## [Exercício proposto 1]
Segundo o texto sobre segurança pública na Constituição Federal de 1988, em qual artigo o tema foi concentrado?

## [Bloco de texto]

A Constituição Federal de 1988 é um paradigma para a área de segurança pública. Foi a primeira constituição brasileira a tratar do tema de forma concentrada e individualizada. O Constituinte de 1988 considerou o direito à segurança como um direito individual fundamental (caput do art. 5º) e como um direito social (caput do art. 6º), além de ter dedicado, de maneira inédita, um capítulo exclusivo à segurança pública, concentrando o assunto no art. 144 (Capítulo III, do Título V - Da Defesa do Estado e das Instituições Democráticas). De maneira geral, o art. 144 estabelece os órgãos responsáveis pela segurança pública e suas respectivas competências, além de definir que ela é “dever do Estado, direito e responsabilidade de todos” e que “é exercida para a preservação da ordem pública e da incolumidade das pessoas e do patrimônio”.


Nas constituições anteriores, o direito individual à segurança dos cidadãos era reconhecido, mas a palavra segurança pública sequer era mencionada. O tema era tratado de forma lacônica, esparsa ao longo do texto e sem clareza em relação aos órgãos de atuação. Além disso, havia intensa simbiose entre segurança pública e segurança externa, gerando inúmeras confusões não só em relação à forma de atuação dos agentes, mas também em relação às competências de cada instituição.

## [Dados extraídos]
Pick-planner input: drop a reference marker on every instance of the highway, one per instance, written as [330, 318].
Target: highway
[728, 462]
* * *
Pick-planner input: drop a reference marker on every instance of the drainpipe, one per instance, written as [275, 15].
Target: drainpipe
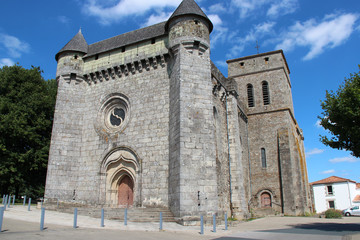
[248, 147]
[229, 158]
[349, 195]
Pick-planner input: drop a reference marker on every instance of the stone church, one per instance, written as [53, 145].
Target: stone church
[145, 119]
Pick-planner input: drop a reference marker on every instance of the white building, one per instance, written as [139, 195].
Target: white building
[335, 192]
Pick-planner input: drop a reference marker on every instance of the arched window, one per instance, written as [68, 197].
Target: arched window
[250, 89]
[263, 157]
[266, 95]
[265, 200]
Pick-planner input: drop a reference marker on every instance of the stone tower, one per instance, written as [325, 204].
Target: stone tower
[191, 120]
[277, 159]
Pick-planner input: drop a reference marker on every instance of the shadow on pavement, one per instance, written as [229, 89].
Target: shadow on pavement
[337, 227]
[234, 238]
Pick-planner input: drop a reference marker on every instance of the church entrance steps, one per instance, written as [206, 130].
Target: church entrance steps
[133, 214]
---
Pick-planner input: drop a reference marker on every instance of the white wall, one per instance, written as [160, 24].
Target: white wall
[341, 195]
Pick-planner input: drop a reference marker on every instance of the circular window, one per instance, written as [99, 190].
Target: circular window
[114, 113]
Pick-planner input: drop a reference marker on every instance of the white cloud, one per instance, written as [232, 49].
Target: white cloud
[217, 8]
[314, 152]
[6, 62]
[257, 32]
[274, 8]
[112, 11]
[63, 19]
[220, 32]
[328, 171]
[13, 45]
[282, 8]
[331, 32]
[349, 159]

## [Exercício proposto 2]
Mostre cada linha da listagem em que aparece a palavra "Target".

## [Resposta correta 1]
No art. 144.

## [Resposta correta 2]
Target: highway
Target: drainpipe
Target: stone church
Target: white building
Target: arched window
Target: stone tower
Target: shadow on pavement
Target: church entrance steps
Target: white wall
Target: circular window
Target: white cloud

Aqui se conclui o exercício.